== PROVIDED RECORDS ==
■ ■ ■ ■ ■

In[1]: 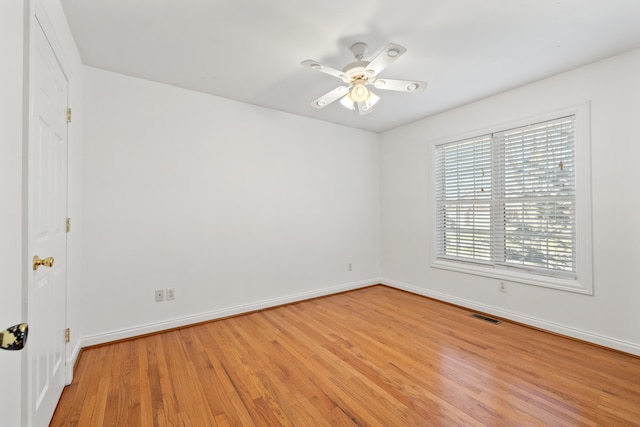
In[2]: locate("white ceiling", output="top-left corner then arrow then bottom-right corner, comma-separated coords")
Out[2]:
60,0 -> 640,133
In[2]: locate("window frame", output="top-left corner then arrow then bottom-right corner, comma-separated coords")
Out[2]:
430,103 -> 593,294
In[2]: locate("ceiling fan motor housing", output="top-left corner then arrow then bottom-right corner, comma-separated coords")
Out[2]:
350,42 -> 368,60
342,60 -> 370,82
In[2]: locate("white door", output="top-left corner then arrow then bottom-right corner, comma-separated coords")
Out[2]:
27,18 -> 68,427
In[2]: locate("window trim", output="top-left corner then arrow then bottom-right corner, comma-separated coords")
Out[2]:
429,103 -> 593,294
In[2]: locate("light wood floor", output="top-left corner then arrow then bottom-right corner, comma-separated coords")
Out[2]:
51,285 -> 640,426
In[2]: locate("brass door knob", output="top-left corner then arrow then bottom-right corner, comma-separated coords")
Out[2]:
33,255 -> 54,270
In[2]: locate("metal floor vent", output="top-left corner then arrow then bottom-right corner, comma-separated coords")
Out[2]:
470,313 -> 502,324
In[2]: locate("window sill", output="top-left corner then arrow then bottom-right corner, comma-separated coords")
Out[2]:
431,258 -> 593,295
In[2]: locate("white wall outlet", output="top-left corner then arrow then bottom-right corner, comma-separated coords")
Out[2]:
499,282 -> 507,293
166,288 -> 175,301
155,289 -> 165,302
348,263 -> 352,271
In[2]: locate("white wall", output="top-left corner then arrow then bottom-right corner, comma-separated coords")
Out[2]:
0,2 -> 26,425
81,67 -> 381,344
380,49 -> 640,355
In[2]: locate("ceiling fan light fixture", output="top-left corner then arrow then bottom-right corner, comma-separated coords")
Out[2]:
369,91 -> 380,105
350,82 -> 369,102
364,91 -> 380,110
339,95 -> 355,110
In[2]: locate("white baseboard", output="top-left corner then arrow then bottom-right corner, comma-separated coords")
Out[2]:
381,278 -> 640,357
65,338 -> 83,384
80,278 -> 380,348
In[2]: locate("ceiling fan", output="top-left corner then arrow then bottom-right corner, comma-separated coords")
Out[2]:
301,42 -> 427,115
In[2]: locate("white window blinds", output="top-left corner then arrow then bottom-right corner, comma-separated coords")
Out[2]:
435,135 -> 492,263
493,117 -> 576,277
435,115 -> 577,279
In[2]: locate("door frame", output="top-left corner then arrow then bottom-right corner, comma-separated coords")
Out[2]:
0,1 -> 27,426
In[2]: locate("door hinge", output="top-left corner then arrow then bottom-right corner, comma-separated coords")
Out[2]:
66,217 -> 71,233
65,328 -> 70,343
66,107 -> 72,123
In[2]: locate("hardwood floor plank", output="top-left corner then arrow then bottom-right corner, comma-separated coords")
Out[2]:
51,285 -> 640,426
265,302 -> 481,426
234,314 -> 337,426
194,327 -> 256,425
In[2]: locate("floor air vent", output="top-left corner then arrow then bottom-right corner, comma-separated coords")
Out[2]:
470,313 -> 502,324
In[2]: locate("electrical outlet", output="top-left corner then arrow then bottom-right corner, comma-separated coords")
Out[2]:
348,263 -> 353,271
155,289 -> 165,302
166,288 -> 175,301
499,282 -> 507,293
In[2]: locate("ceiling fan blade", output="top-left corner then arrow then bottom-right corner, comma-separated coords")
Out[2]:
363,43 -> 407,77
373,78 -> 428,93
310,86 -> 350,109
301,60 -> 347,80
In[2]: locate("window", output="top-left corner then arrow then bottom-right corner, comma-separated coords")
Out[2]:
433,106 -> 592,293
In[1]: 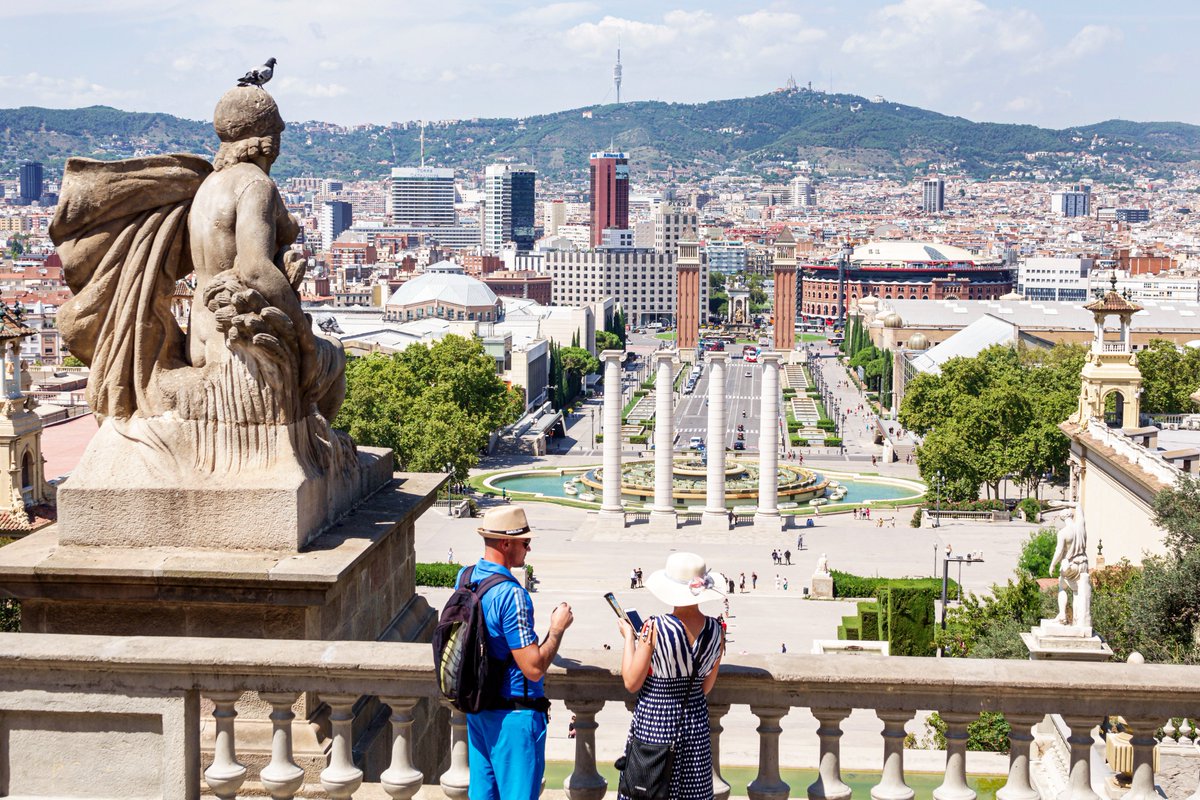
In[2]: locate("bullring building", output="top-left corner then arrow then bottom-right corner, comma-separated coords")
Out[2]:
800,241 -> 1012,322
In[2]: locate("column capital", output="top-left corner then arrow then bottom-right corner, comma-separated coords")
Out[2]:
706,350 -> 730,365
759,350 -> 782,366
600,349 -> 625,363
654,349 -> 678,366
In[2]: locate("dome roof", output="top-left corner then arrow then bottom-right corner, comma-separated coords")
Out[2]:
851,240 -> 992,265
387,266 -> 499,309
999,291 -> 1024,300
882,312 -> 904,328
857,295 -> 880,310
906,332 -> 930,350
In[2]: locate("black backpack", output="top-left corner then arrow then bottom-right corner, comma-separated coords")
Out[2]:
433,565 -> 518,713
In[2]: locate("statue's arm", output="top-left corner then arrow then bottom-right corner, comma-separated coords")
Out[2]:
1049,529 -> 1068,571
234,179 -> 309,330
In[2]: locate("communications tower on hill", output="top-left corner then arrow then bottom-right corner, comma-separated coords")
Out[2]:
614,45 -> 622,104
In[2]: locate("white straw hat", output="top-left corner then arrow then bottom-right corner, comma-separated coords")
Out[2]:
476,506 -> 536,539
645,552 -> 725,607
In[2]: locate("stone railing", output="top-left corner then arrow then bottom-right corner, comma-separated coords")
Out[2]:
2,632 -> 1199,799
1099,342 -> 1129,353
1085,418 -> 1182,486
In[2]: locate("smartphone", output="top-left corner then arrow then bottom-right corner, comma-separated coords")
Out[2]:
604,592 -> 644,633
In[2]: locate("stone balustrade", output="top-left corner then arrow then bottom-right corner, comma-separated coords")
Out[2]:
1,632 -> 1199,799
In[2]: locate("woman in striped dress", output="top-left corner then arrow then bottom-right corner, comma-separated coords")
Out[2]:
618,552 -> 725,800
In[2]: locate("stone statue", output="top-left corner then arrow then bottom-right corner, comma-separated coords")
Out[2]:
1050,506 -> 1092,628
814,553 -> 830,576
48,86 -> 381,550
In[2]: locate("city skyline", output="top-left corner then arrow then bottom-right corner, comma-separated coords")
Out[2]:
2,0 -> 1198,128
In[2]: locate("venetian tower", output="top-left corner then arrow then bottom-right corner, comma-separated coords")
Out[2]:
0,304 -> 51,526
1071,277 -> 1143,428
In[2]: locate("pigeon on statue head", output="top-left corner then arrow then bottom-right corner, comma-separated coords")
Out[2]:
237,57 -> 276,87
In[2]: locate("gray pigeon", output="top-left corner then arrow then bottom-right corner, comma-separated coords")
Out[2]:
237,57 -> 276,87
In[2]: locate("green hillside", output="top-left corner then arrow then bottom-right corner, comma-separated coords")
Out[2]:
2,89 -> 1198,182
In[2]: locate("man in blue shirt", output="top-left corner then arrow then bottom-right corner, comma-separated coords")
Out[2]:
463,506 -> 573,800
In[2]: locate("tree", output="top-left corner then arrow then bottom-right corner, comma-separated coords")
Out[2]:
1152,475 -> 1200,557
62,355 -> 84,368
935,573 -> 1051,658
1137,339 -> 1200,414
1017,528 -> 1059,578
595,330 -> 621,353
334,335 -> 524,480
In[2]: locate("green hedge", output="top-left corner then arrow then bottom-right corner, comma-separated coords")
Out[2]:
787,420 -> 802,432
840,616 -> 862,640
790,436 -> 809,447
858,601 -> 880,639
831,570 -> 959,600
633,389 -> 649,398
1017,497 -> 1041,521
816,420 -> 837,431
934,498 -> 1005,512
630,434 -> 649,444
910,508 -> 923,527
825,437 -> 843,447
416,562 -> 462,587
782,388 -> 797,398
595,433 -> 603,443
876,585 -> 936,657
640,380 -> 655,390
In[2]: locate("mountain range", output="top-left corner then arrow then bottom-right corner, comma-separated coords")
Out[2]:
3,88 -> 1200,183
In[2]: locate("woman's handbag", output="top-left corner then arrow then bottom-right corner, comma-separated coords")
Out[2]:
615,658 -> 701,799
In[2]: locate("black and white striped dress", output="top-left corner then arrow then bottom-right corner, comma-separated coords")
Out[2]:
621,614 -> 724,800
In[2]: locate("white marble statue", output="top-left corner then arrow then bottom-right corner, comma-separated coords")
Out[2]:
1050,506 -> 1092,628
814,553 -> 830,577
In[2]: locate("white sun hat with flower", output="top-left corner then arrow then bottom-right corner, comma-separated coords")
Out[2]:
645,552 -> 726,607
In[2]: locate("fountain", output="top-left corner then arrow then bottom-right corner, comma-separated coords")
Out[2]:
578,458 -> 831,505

■ ■ ■ ■ ■

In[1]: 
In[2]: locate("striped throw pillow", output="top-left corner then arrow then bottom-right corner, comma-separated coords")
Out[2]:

■ ■ ■ ■ ■

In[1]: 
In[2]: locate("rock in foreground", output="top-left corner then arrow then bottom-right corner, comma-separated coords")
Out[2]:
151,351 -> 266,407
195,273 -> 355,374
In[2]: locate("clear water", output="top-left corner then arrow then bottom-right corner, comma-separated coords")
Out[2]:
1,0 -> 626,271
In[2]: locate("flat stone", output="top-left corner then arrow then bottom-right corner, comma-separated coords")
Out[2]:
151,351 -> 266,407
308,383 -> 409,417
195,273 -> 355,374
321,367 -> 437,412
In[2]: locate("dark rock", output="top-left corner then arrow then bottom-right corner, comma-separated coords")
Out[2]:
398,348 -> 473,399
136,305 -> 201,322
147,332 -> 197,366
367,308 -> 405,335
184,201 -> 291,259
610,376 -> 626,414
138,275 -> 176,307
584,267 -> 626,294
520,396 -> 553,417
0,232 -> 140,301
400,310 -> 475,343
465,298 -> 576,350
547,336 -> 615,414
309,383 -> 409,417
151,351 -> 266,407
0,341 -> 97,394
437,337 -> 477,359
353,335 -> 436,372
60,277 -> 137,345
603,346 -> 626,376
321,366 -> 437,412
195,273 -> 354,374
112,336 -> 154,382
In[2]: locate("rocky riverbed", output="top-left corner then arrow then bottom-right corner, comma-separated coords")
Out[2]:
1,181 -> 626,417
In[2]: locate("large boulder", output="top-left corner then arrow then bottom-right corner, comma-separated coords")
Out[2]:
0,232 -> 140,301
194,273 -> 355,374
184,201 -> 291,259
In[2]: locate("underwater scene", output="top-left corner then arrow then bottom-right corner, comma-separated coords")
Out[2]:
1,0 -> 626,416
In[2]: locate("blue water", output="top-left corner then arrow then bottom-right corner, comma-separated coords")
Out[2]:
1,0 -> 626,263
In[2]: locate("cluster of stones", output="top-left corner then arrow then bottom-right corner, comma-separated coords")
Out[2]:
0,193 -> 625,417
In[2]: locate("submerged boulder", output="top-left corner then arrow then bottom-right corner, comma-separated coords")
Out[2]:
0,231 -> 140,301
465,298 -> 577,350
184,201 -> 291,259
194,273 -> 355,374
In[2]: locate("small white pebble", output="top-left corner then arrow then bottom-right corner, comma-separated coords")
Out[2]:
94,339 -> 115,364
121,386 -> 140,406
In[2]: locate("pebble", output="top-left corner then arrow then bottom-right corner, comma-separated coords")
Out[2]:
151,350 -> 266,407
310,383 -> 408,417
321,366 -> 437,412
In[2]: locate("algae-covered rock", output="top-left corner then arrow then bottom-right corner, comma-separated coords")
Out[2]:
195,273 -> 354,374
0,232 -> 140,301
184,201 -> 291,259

■ ■ ■ ■ ■

== ACTIVITY ==
Looking at the listing above, count the lines that contain "white" and give nothing but the number.

== YOUR RESPONSE ==
11